> [TASK GOAL]
Transcribe each record below word for word.

Dataset excerpts:
========================

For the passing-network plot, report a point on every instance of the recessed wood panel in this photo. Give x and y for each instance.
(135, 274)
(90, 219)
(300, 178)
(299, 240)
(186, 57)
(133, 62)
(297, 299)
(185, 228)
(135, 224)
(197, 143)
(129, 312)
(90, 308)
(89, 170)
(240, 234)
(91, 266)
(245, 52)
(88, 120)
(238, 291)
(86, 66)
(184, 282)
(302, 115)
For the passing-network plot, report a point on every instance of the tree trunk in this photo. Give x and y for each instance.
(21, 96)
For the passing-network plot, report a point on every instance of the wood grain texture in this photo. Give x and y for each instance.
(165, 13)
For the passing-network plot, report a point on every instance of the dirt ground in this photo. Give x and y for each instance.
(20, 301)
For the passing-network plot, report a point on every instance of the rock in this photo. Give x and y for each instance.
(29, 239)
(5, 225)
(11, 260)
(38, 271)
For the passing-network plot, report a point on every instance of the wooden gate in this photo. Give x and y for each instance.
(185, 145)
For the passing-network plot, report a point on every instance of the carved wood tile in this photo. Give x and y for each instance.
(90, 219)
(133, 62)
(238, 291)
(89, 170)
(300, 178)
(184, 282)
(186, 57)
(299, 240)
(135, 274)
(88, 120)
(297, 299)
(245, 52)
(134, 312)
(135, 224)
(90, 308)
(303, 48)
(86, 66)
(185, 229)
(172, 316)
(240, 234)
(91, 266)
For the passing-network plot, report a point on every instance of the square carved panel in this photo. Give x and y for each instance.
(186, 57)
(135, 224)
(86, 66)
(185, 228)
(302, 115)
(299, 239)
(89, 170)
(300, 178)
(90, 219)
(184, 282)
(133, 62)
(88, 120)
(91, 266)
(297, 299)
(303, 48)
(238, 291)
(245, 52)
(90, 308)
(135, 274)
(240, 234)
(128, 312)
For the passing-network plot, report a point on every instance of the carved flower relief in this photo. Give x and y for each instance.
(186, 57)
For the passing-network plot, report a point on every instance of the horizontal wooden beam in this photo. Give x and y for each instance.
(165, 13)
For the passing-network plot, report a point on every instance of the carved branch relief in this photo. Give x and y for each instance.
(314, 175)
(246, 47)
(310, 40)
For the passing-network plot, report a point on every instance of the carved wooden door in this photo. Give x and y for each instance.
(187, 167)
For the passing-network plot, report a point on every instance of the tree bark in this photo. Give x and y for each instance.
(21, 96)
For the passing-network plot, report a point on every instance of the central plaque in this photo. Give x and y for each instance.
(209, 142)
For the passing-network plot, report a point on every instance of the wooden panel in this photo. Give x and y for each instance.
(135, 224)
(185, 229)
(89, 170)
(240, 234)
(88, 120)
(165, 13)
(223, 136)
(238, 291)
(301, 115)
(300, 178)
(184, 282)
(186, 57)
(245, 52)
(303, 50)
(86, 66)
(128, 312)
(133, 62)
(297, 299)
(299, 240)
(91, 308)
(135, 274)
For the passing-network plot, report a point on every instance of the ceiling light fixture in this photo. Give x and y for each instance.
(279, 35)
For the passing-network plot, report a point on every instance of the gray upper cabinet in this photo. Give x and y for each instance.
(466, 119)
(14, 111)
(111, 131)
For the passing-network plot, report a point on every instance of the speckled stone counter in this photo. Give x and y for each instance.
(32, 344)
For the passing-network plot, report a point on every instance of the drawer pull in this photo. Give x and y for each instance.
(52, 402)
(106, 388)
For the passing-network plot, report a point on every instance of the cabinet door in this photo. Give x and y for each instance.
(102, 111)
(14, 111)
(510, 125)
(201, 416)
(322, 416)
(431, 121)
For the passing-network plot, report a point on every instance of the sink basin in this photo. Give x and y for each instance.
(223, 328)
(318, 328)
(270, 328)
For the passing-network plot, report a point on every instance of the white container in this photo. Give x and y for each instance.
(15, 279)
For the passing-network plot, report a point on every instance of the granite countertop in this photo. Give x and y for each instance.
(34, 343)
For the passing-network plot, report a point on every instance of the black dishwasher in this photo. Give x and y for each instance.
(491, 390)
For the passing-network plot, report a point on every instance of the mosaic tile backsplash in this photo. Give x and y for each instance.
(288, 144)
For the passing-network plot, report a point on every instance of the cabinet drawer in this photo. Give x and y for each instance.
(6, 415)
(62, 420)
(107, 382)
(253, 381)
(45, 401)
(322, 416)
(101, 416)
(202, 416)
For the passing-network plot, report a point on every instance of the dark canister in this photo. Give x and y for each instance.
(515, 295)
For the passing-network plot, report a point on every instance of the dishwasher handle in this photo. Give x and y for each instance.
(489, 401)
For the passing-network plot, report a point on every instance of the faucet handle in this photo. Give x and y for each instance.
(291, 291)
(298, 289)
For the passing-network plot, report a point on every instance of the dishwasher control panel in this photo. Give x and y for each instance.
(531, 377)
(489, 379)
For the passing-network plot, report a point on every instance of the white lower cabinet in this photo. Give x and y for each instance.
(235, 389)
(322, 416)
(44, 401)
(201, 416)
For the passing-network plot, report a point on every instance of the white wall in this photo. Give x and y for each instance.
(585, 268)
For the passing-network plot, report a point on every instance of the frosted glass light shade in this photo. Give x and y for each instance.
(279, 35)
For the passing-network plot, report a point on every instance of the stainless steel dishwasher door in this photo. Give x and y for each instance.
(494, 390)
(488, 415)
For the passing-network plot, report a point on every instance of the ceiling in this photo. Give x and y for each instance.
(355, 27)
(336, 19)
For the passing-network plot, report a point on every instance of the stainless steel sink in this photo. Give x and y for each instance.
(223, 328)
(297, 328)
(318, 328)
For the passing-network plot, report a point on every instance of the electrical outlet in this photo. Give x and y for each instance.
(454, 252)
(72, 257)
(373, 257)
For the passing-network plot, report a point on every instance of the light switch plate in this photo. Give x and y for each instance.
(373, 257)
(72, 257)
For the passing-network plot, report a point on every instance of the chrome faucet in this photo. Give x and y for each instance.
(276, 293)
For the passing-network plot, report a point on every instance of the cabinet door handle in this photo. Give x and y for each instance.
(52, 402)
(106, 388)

========================

> [EXERCISE RESPONSE]
For the passing-network plot, report a point on every instance of the recessed wood panel in this photo. Give x and y for each instance.
(135, 274)
(90, 219)
(300, 178)
(299, 240)
(186, 57)
(133, 62)
(297, 299)
(185, 228)
(135, 224)
(197, 143)
(129, 312)
(90, 308)
(89, 170)
(240, 234)
(91, 266)
(245, 52)
(88, 120)
(238, 291)
(86, 66)
(184, 282)
(302, 115)
For the passing-network plot, report a point on every instance of the tree trunk in this photo. Give x and y for each instance.
(21, 96)
For the passing-network plot, report a point on every instance of the wood grain texture in this photo. Give x and y for each instance.
(165, 13)
For the passing-network plot, report a point on every instance of the dirt ground in this photo. Give x and y for each instance.
(20, 301)
For the passing-network plot, report a point on every instance of the rock in this photo. Give x and y for each instance.
(29, 239)
(5, 225)
(11, 260)
(38, 271)
For the passing-network plot, report a point on every instance of the wooden gate in this photo. Give x and y for each instance.
(185, 145)
For the passing-network plot, report a point on every instance of the carved wood tile in this photo. Give x and y for each instance.
(90, 219)
(133, 62)
(238, 291)
(89, 170)
(300, 178)
(184, 282)
(186, 57)
(299, 240)
(135, 274)
(88, 120)
(297, 299)
(245, 52)
(134, 312)
(135, 224)
(90, 308)
(303, 48)
(86, 66)
(185, 229)
(172, 316)
(240, 234)
(91, 266)
For the passing-network plot, report a point on every instance of the square carved panel in this photo. Give x and y for each instance.
(186, 57)
(135, 224)
(86, 66)
(185, 228)
(302, 115)
(299, 239)
(89, 170)
(300, 178)
(90, 219)
(184, 282)
(133, 62)
(88, 120)
(91, 266)
(297, 299)
(303, 48)
(238, 291)
(245, 52)
(90, 308)
(135, 274)
(240, 234)
(128, 312)
For the passing-network plot, report a point on every instance of the carved flower relief in this photo. Give x and y for each instance.
(186, 57)
For the passing-network plot, report a point on every instance of the horizontal wooden beam in this photo. Give x and y for each instance.
(165, 13)
For the passing-network plot, report a point on every instance of the carved branch relief in this photo. Give x and y for each instance.
(314, 175)
(246, 47)
(310, 40)
For the passing-network plot, report a point on every instance of the carved wooden door in this photo. Give x and y for each instance.
(187, 167)
For the passing-network plot, report a point on every instance of the tree bark in this photo. Give x and y for each instance.
(21, 96)
For the passing-network plot, report a point on every instance of the central plaque in this photo. Give x and y for each instance.
(209, 142)
For the passing-network plot, report a point on every instance of the wooden panel in this photo. Give x and y for each instance.
(135, 224)
(185, 229)
(89, 170)
(240, 234)
(88, 120)
(165, 13)
(223, 136)
(238, 291)
(301, 115)
(300, 178)
(184, 282)
(186, 57)
(245, 52)
(303, 50)
(86, 66)
(128, 312)
(133, 62)
(297, 299)
(299, 240)
(91, 308)
(135, 274)
For the passing-network plot, report a point on every instance of the ceiling light fixture in this photo. Give x and y for each instance.
(279, 35)
For the passing-network plot, report a point on every instance of the gray upper cabinet in this photo. Give x and y for each instance.
(466, 119)
(14, 111)
(111, 131)
For the passing-network plot, report a point on every instance of the speckled stone counter in this photo. Give x and y for each instance.
(32, 344)
For the passing-network plot, report a point on every instance of the drawer pull in this photo. Give x and y for each instance.
(52, 402)
(106, 388)
For the passing-network plot, report a point on every instance of the cabinet door in this photo. Give x and y for each instance.
(102, 111)
(14, 111)
(510, 125)
(201, 416)
(322, 416)
(431, 121)
For the passing-network plot, report a point on every instance of the sink basin in this photo. Give x and y for each instance.
(223, 328)
(318, 328)
(270, 328)
For the passing-network plot, report a point on every instance of the white container in this photo. Give x and y for each instance.
(15, 279)
For the passing-network plot, report a point on every instance of the granite countertop in this photo. Give x and y for each instance.
(34, 343)
For the passing-network plot, report a point on every instance of the black dishwasher in this photo. Give x and y for each instance.
(491, 390)
For the passing-network plot, report a point on every instance of the mosaic tile backsplash in this photo. Give x and y for each instance.
(288, 144)
For the passing-network plot, report a point on every instance of the cabinet drawer in this photo. Give x and y for each instance.
(6, 415)
(62, 420)
(107, 382)
(253, 381)
(45, 401)
(322, 416)
(101, 416)
(202, 416)
For the passing-network plot, report a point on every instance of the dark canister in this photo. Give x and y for each instance.
(515, 295)
For the passing-network plot, report a point on every instance of the dishwasher handle in this photo. Give x and y for each instance.
(489, 401)
For the passing-network plot, report a point on every instance of the faucet handle in this photo. Give x and y for each instance.
(291, 291)
(298, 289)
For the passing-network plot, report a point on every instance of the dishwasher control panel in this photo. Give x and y for each instance.
(531, 377)
(489, 379)
For the passing-network plot, report a point on every instance of the white lower cabinet in this photo. Give x and y for each instance.
(235, 389)
(322, 416)
(44, 401)
(201, 416)
For the passing-network plot, report a point on every instance of the white wall in this photo. Give x and y for each instance.
(585, 268)
For the passing-network plot, report a point on every instance of the frosted glass light shade in this photo. Give x and y for each instance.
(279, 35)
For the passing-network plot, report a point on every instance of the stainless steel dishwasher door in this photo. Give x and y for each instance.
(494, 390)
(488, 415)
For the passing-network plot, report a point on every instance of the ceiling in this photo. Give x and y for each instance.
(355, 27)
(336, 19)
For the passing-network plot, report a point on every instance of the stainless steel sink in this photo. Give x and y for each instance.
(223, 328)
(297, 328)
(318, 328)
For the passing-network plot, report a point on every instance of the electrical outlet in this photo. Give x and y for each instance.
(454, 252)
(72, 257)
(373, 257)
For the passing-network plot, report a point on every instance of the light switch plate in this photo. Give x and y for each instance.
(373, 257)
(72, 257)
For the passing-network plot, report a point on every instance of the chrome faucet in this photo. Give x and y for each instance.
(276, 293)
For the passing-network plot, report a point on every instance of the cabinet door handle in this photo. Give x and y for each instance.
(52, 402)
(106, 388)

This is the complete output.